▶ [Exercise details]: Extract each line holding the word "wall" from the entries.

--------------------

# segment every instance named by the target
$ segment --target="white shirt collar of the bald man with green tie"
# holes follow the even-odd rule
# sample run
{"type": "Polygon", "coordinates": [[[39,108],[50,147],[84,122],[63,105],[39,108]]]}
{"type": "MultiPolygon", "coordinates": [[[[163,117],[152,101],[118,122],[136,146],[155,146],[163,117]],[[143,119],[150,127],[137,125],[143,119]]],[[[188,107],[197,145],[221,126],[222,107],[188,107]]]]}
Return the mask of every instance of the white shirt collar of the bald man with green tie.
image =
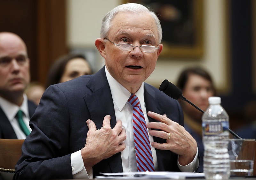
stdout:
{"type": "Polygon", "coordinates": [[[22,110],[25,116],[29,118],[28,97],[26,94],[23,94],[23,98],[21,106],[18,106],[0,96],[0,107],[3,109],[4,114],[10,121],[15,118],[19,109],[22,110]]]}

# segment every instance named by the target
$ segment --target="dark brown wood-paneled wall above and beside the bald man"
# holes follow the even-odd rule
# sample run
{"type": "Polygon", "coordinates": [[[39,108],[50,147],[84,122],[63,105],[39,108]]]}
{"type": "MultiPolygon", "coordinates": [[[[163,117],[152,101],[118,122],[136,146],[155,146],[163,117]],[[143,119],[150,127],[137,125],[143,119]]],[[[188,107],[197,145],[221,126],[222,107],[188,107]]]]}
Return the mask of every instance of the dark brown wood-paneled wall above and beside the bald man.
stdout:
{"type": "Polygon", "coordinates": [[[18,34],[27,44],[31,81],[44,84],[52,62],[66,54],[66,1],[1,0],[0,32],[18,34]]]}

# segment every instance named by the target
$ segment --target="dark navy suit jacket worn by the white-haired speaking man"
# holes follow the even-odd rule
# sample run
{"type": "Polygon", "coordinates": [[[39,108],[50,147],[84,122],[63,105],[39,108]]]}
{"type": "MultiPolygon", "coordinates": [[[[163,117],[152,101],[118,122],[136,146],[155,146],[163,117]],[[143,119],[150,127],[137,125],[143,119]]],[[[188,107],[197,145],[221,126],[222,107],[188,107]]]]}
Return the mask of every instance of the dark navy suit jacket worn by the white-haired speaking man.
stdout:
{"type": "MultiPolygon", "coordinates": [[[[147,83],[144,83],[144,98],[147,111],[166,114],[184,125],[178,101],[147,83]]],[[[30,120],[32,132],[22,146],[23,154],[16,165],[14,179],[73,178],[70,154],[82,149],[86,143],[86,120],[91,119],[100,129],[106,115],[111,116],[113,128],[116,117],[104,67],[94,75],[47,88],[30,120]]],[[[154,141],[166,142],[156,137],[154,141]]],[[[179,171],[177,154],[156,149],[156,155],[159,171],[179,171]]],[[[93,166],[93,177],[99,172],[123,172],[121,153],[93,166]]]]}

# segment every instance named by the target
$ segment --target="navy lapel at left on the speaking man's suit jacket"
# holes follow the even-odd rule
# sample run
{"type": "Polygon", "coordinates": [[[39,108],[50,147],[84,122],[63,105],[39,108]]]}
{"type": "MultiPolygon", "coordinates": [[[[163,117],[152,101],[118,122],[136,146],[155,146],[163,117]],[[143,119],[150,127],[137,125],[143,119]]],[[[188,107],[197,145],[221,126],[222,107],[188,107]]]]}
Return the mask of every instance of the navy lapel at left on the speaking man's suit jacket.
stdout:
{"type": "MultiPolygon", "coordinates": [[[[92,76],[86,86],[92,93],[84,95],[84,100],[97,129],[102,127],[106,115],[111,116],[110,126],[113,128],[116,125],[116,115],[105,66],[92,76]]],[[[108,164],[113,173],[123,172],[121,153],[108,158],[108,164]]]]}

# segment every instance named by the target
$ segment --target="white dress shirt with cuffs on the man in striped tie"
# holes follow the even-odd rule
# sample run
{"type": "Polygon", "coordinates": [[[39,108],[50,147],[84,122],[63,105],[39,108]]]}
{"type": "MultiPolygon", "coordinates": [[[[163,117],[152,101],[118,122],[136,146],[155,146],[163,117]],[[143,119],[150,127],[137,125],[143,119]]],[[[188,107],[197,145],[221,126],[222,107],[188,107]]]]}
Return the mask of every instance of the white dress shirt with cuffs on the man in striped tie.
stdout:
{"type": "MultiPolygon", "coordinates": [[[[136,163],[136,154],[135,154],[135,146],[134,146],[134,138],[133,138],[133,123],[132,123],[133,107],[128,102],[128,99],[131,96],[131,93],[126,88],[124,88],[124,86],[119,84],[116,81],[116,79],[114,79],[109,74],[106,67],[105,67],[105,71],[106,71],[108,84],[110,86],[110,90],[111,90],[111,94],[114,102],[116,120],[121,120],[123,124],[123,128],[126,130],[126,139],[124,141],[126,148],[124,149],[124,151],[121,152],[123,172],[136,172],[137,163],[136,163]]],[[[146,111],[146,105],[144,102],[143,85],[144,84],[142,83],[139,90],[135,94],[139,98],[140,107],[143,111],[143,114],[145,116],[145,121],[147,124],[148,116],[146,111]]],[[[149,140],[150,142],[153,142],[153,136],[149,135],[149,140]]],[[[152,146],[151,146],[151,150],[152,150],[155,170],[157,171],[158,165],[157,165],[156,150],[152,146]]],[[[197,154],[194,161],[192,161],[187,166],[181,166],[178,163],[180,170],[184,172],[194,172],[195,168],[197,167],[196,165],[198,164],[197,154]]],[[[90,173],[87,172],[88,173],[87,174],[84,168],[84,162],[82,159],[81,150],[71,154],[71,165],[72,165],[74,178],[92,178],[92,170],[90,170],[90,173]]]]}

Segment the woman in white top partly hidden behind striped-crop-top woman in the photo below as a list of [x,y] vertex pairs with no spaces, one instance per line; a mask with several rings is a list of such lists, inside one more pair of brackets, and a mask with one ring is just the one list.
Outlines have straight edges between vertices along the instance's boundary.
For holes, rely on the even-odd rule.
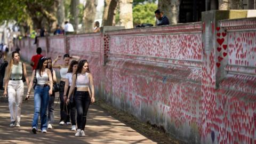
[[[78,62],[73,60],[71,61],[70,66],[68,67],[68,73],[66,74],[65,89],[64,89],[65,96],[69,92],[70,86],[72,84],[72,76],[76,73],[77,65],[78,65]],[[68,111],[68,114],[70,114],[71,124],[72,124],[71,131],[76,130],[76,107],[75,107],[75,100],[74,100],[75,97],[73,97],[75,92],[76,92],[76,87],[74,92],[70,96],[69,105],[67,105],[67,108],[68,108],[67,111]]]

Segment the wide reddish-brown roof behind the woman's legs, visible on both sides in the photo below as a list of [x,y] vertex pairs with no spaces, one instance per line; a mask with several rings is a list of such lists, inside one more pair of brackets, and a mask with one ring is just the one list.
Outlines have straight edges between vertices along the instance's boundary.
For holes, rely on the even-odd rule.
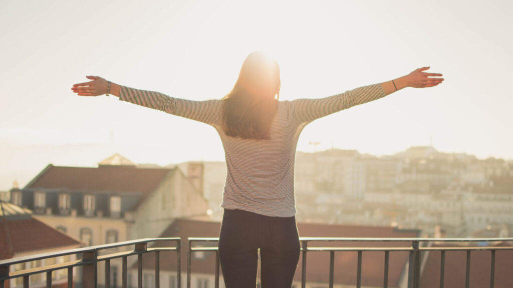
[[[187,237],[218,237],[221,228],[219,222],[194,221],[187,219],[177,219],[159,236],[159,237],[181,237],[182,239],[182,269],[187,269]],[[396,230],[388,227],[364,227],[349,225],[325,225],[298,223],[299,233],[302,237],[417,237],[418,232],[412,230]],[[171,243],[169,243],[171,245]],[[216,245],[213,242],[213,245]],[[159,242],[159,246],[165,243]],[[205,242],[205,246],[209,244]],[[212,243],[210,243],[212,245]],[[358,242],[358,243],[332,243],[310,242],[309,246],[408,246],[407,243],[380,243],[380,242]],[[357,252],[339,252],[335,254],[335,283],[344,283],[356,285],[357,275]],[[365,252],[362,260],[362,285],[364,286],[383,286],[384,272],[384,252]],[[164,256],[161,256],[163,259]],[[174,255],[172,256],[174,258]],[[176,262],[161,261],[160,269],[167,271],[176,271]],[[404,266],[408,259],[407,252],[392,252],[389,258],[389,285],[397,286]],[[295,281],[301,281],[301,258],[298,270],[294,276]],[[144,269],[154,270],[154,254],[146,254],[143,260]],[[215,263],[215,254],[205,252],[204,259],[192,260],[193,273],[213,274]],[[136,269],[136,266],[132,267]],[[329,279],[329,253],[315,252],[308,254],[307,260],[307,281],[308,282],[328,282]]]

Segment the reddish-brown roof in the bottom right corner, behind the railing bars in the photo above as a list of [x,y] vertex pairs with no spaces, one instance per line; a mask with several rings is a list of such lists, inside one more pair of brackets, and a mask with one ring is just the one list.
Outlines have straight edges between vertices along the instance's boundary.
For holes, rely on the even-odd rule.
[[[447,247],[449,245],[443,245]],[[504,243],[497,246],[507,246]],[[433,245],[440,247],[440,245]],[[440,286],[440,252],[430,252],[421,276],[421,288]],[[465,286],[466,251],[445,252],[444,287]],[[470,288],[490,286],[491,252],[472,251],[470,254]],[[497,251],[495,255],[495,288],[511,288],[513,282],[513,251]]]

--------------------

▶ [Solution to this task]:
$ segment --target="dark brown wood-paneled wall above and beside the bald man"
Return the mask of every instance of the dark brown wood-paneled wall above and beside the bald man.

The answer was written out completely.